**WHAT THE TASK ASKS:**
Images do not belong in the copy. Retype all the entries below exactly.

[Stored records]
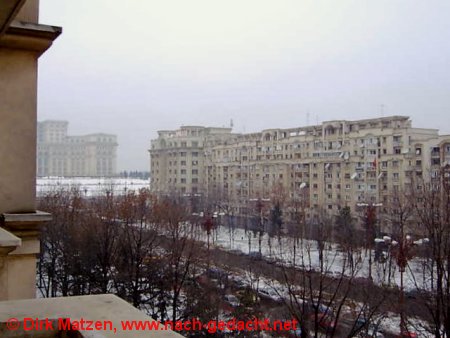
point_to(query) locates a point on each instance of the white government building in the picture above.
(59, 154)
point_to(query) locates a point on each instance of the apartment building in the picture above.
(59, 154)
(327, 166)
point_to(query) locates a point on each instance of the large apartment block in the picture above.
(326, 166)
(59, 154)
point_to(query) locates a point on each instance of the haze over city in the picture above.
(132, 68)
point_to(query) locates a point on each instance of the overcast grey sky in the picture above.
(137, 66)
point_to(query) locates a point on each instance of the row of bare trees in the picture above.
(134, 245)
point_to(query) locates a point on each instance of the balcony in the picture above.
(99, 316)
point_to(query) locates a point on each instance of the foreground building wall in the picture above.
(314, 168)
(22, 42)
(62, 155)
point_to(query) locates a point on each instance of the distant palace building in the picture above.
(322, 167)
(59, 154)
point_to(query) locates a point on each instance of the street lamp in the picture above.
(259, 209)
(402, 251)
(370, 220)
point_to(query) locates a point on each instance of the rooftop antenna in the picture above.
(382, 106)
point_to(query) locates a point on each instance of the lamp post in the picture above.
(259, 209)
(402, 251)
(370, 220)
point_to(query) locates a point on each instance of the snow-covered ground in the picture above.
(307, 256)
(90, 186)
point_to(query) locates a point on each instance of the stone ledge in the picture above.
(8, 241)
(24, 221)
(93, 308)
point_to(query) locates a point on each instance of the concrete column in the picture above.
(18, 256)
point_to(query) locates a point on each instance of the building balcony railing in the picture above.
(90, 316)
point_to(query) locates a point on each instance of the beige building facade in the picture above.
(22, 41)
(59, 154)
(322, 167)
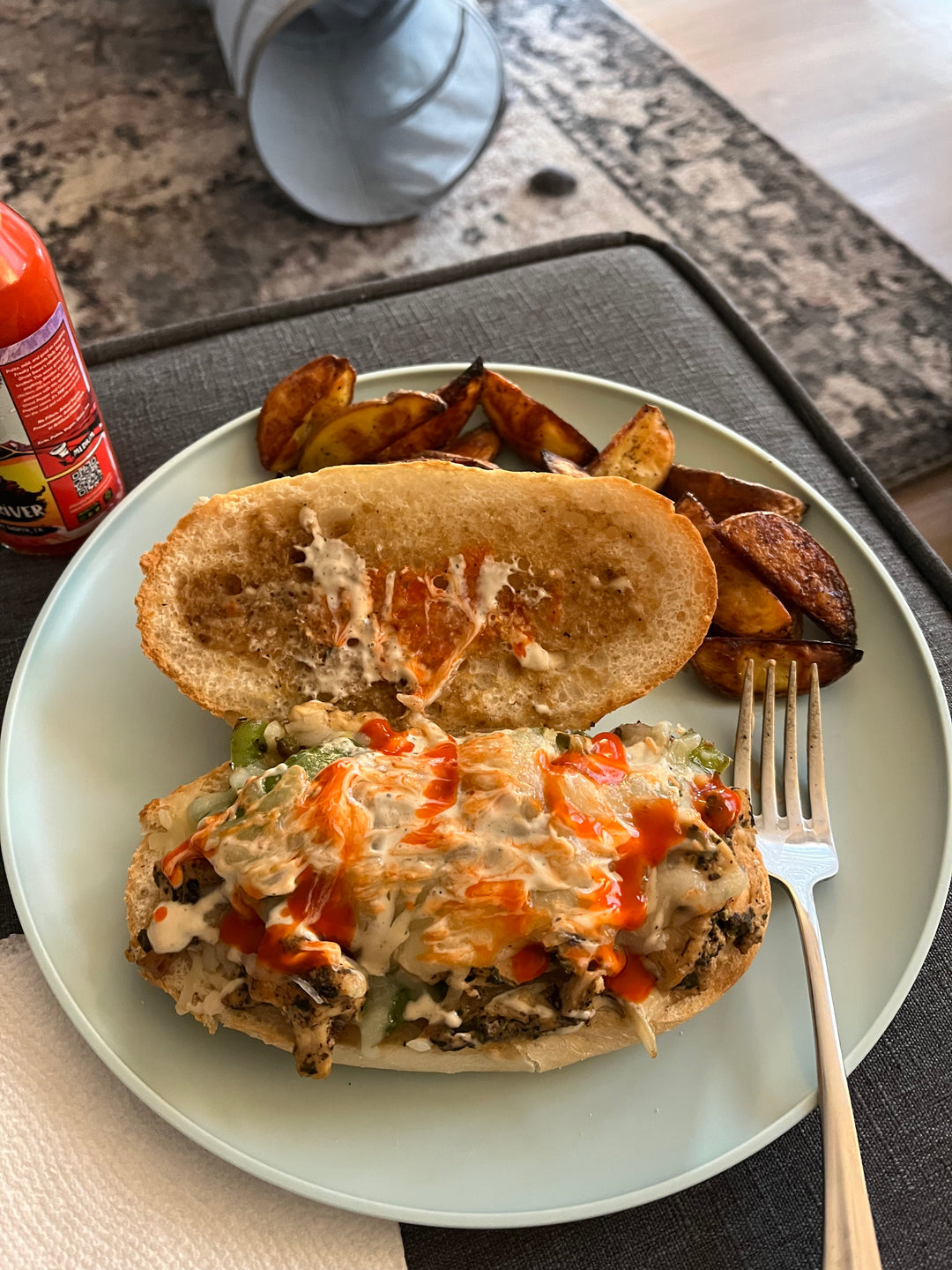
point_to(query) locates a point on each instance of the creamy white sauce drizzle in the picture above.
(534, 658)
(426, 1007)
(181, 923)
(366, 646)
(413, 900)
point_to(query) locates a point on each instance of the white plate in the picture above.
(93, 730)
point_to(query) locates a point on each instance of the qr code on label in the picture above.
(88, 476)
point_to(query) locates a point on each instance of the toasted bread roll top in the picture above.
(482, 598)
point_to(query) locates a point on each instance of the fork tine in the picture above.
(791, 779)
(744, 739)
(819, 811)
(768, 775)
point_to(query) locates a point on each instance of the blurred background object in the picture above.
(365, 111)
(122, 140)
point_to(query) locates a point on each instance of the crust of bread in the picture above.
(165, 825)
(224, 608)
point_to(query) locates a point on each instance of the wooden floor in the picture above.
(862, 92)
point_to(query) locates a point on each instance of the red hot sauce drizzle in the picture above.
(657, 830)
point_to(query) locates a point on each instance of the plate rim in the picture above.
(398, 1212)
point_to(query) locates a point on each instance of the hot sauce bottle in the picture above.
(58, 474)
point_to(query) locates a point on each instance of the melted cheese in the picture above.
(456, 854)
(175, 925)
(369, 643)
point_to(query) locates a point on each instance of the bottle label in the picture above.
(57, 469)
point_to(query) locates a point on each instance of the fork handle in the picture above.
(848, 1232)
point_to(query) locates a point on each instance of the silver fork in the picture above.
(800, 852)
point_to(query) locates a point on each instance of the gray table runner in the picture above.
(637, 312)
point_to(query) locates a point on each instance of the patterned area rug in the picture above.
(127, 150)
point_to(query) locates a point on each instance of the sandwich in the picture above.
(418, 856)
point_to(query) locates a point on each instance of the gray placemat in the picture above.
(626, 312)
(133, 159)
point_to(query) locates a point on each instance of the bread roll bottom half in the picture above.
(496, 900)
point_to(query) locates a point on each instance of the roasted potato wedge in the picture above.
(299, 406)
(528, 426)
(723, 660)
(482, 442)
(358, 433)
(562, 467)
(643, 451)
(746, 606)
(461, 397)
(725, 496)
(793, 565)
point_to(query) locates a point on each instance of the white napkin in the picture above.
(90, 1179)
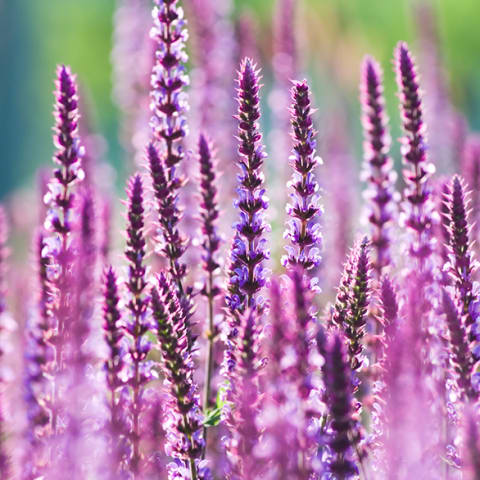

**RESULT FOR THIS EXERCISE:**
point_to(query) locates a point on each instance of the white government building in the picture above.
(59, 154)
point_to(query) locates a point on each instance of the apartment building in the picture above.
(59, 154)
(327, 166)
point_to(query) locates a point on each instance of the large apartment block in the picture above.
(326, 166)
(59, 154)
point_to(query) locates a point on each instance of the haze over city in the picture above.
(132, 68)
point_to(query) locates a point on each instance of the overcast grey sky in the picture above.
(137, 66)
point_to(query) locates a point on each instance of the row of bare trees in the picture above.
(134, 245)
point_to(query) locates a point on each instance of the balcony in the picture above.
(99, 316)
point_to(query) locates a point on each instance of the foreground building wall in the picture above.
(314, 168)
(22, 42)
(62, 155)
point_to(query) locates a point on each instance of the distant palace building in the picture above.
(322, 167)
(59, 154)
point_to(query) locates a point on each instance of the street lamp in the picture above.
(259, 209)
(402, 251)
(370, 220)
point_to(query) locates a point on each instance of the rooftop antenna in the picture above.
(382, 106)
point_to(query) locates a point on each instance of the lamp post in the picture above.
(259, 209)
(402, 251)
(370, 220)
point_to(query) locates a point on each instance of the snow-covered ground in the picture above.
(307, 256)
(90, 186)
point_to(query) locates a point on each instance of the stone ledge in the picture above.
(8, 241)
(24, 221)
(93, 308)
point_to(query) locates a point on each instance of the concrete column in the picture above.
(18, 256)
point_to(query) locates a point on each instance of the building balcony railing in the picture above.
(90, 316)
point_to(query) locates a point on each instance of the beige building facade in the picture above.
(22, 41)
(59, 154)
(322, 167)
point_to(query) locates a point on each instance of the creamy white sauce drizzle in the picture above.
(534, 658)
(426, 1007)
(181, 923)
(366, 646)
(413, 900)
point_to(query) locates a point on each instance of the white plate in the picture above.
(93, 730)
point_to(query) locates a point on each instance of the qr code on label in the picture above.
(88, 476)
point_to(query) locates a point on each instance of the toasted bread roll top in the picture above.
(482, 598)
point_to(query) locates a point on each instance of the fork tine in the picture above.
(791, 779)
(744, 739)
(819, 811)
(768, 775)
point_to(query) locates a point on each instance of the blurred background object in the picture above.
(365, 111)
(122, 140)
point_to(query) locates a point on each instance of the crust of bread in the picture above.
(165, 825)
(224, 608)
point_to(query) locates a point on each instance of the wooden floor in the picture above.
(862, 92)
point_to(query) locates a point on each instance of the red hot sauce drizzle in the picture above.
(657, 830)
point_to(query) locates a point on each instance of the plate rim in the picture above.
(398, 1212)
point_to(query) locates a point on each instance of the hot sauce bottle in the picture above.
(58, 474)
point_to(query) locates a point on each instance of the melted cheese in the picture above.
(456, 854)
(175, 925)
(369, 643)
point_to(query) locates a point on each instance of the bottle label in the picture above.
(57, 469)
point_to(query) locates a point on each instance of the fork handle in the picture above.
(848, 1232)
point_to(query) locates a point on each instance of the silver fork in the picture above.
(800, 852)
point_to(query) locates a point on each instance of the gray table runner in the picture above.
(637, 312)
point_to(query) locates a point on each instance of the patterned area rug in the picture above.
(127, 150)
point_to(query) locates a point on each instance of the sandwich in the picture above.
(418, 856)
point_to(query) locates a point on each instance of the gray placemat in the picture above.
(626, 312)
(133, 159)
point_to(query) locates a point on each instance of the bread roll bottom half in the picture above.
(496, 900)
point_to(query) locates a point on each instance of the roasted potato wedge in the picture above.
(299, 406)
(528, 426)
(723, 660)
(482, 442)
(358, 433)
(562, 467)
(643, 451)
(746, 606)
(461, 397)
(725, 496)
(793, 565)
point_to(query) locates a point on each instance of the white napkin in the picture above.
(90, 1179)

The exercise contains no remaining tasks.